╭─ Material for the task

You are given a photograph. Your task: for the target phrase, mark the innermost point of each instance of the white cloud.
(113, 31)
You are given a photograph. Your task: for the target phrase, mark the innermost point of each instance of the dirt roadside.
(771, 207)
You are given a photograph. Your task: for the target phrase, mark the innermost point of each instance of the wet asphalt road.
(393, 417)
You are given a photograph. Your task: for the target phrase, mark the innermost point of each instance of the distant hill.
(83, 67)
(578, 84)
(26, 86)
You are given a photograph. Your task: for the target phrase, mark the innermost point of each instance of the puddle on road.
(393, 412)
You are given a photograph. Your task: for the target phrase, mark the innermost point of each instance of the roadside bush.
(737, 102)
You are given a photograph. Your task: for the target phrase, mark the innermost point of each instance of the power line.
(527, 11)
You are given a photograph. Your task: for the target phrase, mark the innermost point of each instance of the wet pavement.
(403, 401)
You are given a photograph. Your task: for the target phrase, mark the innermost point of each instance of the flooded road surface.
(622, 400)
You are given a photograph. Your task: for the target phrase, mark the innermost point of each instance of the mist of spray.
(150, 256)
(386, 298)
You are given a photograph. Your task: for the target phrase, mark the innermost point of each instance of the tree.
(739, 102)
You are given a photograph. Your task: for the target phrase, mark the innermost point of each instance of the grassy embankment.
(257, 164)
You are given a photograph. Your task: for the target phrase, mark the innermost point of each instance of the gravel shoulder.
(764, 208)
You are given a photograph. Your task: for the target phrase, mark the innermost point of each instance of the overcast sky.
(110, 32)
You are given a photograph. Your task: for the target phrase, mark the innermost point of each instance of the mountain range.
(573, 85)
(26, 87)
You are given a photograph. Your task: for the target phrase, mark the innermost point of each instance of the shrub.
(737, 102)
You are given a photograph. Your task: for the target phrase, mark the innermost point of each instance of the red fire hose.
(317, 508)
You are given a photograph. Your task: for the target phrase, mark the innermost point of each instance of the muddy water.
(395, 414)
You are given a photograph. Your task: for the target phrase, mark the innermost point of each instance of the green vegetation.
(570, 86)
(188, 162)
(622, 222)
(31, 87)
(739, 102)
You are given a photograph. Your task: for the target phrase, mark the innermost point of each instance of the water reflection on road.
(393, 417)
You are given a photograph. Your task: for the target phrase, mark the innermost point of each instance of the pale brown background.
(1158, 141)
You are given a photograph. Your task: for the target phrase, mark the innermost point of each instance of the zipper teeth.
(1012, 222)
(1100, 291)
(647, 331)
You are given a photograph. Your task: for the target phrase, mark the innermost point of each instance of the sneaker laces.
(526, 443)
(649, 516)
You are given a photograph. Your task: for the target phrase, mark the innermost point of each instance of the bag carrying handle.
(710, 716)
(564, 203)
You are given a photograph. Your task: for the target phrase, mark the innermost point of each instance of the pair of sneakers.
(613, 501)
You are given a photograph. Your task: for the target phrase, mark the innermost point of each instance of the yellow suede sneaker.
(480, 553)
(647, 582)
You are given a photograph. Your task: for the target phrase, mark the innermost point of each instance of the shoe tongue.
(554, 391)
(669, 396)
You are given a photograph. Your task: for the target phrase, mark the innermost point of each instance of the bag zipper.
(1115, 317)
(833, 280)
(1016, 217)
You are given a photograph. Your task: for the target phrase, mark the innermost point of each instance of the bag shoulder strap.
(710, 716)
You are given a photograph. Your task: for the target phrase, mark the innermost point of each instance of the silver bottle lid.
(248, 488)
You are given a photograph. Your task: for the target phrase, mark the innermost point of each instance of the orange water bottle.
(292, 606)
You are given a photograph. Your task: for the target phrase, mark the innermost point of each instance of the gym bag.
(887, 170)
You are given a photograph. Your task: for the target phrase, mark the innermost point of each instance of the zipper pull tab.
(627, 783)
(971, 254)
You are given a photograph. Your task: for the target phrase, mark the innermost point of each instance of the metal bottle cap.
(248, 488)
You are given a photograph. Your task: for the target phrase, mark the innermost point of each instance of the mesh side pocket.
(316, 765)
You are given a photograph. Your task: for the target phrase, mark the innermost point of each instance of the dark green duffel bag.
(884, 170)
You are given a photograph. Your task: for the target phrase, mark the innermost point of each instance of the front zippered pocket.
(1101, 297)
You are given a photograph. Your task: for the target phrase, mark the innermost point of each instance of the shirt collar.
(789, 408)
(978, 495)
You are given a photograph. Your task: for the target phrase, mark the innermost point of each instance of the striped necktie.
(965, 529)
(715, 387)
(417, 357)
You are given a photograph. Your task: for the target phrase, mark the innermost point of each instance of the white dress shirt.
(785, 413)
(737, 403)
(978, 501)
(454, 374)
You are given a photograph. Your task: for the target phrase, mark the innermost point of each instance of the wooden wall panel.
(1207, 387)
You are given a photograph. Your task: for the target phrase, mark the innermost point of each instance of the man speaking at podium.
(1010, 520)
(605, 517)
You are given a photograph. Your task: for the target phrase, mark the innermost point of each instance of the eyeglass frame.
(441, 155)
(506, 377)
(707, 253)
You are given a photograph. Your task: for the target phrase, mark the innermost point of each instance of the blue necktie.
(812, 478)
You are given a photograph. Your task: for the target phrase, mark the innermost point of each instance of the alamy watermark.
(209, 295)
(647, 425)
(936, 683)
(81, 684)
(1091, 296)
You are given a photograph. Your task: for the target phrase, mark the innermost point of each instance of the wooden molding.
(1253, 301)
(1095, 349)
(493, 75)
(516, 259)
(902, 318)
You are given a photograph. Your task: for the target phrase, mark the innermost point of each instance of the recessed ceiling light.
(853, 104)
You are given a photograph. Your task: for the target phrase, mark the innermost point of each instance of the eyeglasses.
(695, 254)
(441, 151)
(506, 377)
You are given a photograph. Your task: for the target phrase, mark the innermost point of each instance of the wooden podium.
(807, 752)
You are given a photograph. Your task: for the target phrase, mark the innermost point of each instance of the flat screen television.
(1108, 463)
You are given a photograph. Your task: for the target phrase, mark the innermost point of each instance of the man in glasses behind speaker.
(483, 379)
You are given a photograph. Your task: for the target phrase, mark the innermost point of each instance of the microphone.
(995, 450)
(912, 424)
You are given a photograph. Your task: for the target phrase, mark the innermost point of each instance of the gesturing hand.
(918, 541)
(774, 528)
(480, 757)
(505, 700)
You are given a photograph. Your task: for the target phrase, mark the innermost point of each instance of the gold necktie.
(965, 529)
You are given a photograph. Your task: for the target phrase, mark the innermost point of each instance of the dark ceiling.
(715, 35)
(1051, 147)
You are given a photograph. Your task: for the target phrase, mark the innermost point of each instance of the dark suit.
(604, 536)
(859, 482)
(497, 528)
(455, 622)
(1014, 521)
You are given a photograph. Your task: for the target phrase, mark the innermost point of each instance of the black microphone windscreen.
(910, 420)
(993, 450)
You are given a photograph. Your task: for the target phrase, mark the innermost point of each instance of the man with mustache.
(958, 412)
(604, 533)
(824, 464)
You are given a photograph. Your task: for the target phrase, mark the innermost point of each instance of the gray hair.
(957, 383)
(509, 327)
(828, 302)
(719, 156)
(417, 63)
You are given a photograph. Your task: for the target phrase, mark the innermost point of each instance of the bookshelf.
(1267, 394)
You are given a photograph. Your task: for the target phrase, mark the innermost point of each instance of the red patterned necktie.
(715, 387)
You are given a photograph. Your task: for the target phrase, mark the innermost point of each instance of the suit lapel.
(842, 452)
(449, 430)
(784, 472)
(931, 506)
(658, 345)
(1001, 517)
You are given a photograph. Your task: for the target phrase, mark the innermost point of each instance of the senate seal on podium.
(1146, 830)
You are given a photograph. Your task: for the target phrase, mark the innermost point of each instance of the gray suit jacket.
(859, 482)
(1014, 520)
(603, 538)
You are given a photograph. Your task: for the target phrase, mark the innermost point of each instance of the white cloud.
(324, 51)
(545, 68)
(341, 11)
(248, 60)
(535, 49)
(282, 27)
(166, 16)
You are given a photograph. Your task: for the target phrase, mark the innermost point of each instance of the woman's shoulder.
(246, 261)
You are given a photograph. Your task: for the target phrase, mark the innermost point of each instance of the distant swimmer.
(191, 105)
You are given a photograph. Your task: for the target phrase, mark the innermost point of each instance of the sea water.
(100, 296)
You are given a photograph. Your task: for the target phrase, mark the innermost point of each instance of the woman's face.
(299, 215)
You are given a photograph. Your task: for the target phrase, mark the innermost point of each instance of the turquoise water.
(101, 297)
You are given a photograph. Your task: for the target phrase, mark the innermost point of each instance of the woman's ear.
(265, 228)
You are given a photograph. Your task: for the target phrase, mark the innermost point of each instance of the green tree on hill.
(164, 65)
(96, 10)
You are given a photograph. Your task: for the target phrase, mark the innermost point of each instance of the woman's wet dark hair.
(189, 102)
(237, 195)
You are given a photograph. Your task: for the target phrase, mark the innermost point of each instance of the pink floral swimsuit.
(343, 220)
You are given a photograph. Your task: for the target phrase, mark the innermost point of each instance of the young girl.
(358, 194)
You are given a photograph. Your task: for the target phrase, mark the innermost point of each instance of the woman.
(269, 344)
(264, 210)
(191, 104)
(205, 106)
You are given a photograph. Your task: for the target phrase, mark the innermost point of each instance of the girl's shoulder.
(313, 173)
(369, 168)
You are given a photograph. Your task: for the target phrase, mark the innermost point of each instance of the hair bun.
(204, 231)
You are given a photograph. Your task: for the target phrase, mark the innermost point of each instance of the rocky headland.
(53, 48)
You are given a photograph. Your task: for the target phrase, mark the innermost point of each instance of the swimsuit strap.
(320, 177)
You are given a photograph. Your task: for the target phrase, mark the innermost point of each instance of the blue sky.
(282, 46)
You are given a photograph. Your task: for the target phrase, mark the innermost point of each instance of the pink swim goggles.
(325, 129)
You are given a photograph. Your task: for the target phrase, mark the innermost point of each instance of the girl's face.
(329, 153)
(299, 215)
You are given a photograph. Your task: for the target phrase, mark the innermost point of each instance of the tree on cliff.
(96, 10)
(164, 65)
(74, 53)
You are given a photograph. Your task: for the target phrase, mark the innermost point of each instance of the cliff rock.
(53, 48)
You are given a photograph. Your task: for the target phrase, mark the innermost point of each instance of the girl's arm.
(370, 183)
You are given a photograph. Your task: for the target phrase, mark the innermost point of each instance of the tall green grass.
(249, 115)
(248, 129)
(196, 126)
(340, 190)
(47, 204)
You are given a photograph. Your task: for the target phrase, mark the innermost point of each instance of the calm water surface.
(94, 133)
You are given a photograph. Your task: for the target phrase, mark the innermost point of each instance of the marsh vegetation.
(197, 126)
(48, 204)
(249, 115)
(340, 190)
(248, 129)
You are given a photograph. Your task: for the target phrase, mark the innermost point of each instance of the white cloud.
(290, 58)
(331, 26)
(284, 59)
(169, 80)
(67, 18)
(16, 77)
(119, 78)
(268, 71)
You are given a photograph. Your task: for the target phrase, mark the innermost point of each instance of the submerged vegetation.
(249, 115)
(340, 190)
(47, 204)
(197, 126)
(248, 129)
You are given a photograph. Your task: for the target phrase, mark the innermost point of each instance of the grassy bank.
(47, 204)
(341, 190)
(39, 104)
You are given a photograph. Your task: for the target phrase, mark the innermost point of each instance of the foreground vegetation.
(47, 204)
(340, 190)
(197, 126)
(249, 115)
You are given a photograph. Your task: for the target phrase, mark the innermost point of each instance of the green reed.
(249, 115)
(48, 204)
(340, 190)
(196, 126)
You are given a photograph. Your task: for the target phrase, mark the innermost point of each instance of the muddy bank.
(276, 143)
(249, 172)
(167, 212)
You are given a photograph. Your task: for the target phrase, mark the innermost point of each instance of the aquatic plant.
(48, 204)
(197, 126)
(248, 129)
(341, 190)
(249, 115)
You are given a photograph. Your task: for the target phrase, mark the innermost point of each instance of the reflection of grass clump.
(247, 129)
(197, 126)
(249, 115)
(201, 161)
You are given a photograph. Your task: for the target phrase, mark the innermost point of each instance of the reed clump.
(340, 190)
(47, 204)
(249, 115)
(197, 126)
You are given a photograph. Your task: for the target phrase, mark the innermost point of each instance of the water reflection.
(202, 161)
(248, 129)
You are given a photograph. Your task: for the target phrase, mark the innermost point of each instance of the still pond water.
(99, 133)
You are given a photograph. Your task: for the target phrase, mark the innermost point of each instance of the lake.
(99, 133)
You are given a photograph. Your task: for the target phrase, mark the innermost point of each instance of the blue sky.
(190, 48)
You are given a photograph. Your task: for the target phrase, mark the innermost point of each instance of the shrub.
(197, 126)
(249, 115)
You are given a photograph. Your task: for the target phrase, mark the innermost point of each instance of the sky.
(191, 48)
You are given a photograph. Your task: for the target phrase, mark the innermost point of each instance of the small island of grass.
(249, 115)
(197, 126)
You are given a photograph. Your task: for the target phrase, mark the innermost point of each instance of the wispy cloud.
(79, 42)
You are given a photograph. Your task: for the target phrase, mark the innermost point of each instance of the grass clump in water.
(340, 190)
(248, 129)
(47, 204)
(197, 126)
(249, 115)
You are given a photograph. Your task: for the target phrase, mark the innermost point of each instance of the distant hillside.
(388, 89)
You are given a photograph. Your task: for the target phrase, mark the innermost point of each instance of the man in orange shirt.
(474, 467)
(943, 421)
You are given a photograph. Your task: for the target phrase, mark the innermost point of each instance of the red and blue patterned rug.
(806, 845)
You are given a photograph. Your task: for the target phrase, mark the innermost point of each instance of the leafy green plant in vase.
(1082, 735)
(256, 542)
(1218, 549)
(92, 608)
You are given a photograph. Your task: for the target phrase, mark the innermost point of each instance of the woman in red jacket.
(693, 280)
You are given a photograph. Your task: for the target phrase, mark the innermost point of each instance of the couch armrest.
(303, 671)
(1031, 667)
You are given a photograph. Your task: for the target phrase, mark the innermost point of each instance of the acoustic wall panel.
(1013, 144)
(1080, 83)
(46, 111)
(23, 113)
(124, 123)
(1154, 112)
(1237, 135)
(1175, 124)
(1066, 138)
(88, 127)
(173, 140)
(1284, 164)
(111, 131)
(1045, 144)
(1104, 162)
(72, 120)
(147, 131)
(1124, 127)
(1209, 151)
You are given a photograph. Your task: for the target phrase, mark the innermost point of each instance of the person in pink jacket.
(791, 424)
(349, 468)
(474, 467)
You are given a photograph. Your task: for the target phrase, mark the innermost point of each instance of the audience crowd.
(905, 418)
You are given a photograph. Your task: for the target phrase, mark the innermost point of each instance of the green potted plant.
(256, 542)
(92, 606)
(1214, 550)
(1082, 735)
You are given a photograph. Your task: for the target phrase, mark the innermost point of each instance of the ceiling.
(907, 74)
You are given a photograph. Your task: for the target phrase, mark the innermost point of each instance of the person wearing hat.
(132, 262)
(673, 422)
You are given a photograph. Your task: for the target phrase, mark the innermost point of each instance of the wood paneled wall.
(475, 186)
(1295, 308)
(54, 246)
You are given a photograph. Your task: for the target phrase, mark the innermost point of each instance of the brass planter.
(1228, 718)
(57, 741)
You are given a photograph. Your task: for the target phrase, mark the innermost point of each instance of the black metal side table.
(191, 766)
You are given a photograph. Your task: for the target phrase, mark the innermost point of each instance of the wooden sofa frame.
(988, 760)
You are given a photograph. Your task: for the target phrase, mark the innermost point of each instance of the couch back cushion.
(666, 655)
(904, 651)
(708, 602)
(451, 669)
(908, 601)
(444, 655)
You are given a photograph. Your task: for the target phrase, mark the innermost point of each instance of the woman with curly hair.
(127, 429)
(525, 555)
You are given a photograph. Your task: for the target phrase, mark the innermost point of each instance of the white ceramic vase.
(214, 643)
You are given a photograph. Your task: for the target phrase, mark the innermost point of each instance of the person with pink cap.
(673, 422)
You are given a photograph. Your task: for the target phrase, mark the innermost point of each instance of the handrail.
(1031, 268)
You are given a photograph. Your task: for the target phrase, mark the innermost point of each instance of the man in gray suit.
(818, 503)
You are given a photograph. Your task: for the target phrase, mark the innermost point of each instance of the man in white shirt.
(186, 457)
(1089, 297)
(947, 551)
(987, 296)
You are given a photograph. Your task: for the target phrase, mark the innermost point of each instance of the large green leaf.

╰─

• _Instructions for the task_
Starting with the line that contains "of the handrail.", restate every line through the end of the records above, exactly and with no other lines.

• _Result_
You are given a photograph. Your task: for the target phrase, mark the innermost point of each instance of the handrail.
(1031, 268)
You are given a photograph. Your task: for the target phrase, mark the innermost point of each instance of the man in gray suit.
(818, 503)
You are given a photograph. Your task: for the target phrase, mark the innermost point of each instance of the man in white shirt.
(186, 457)
(1089, 297)
(947, 551)
(987, 296)
You are given a photograph. Your task: for the target phrase, mark the innermost point of each instance of the large green leaf.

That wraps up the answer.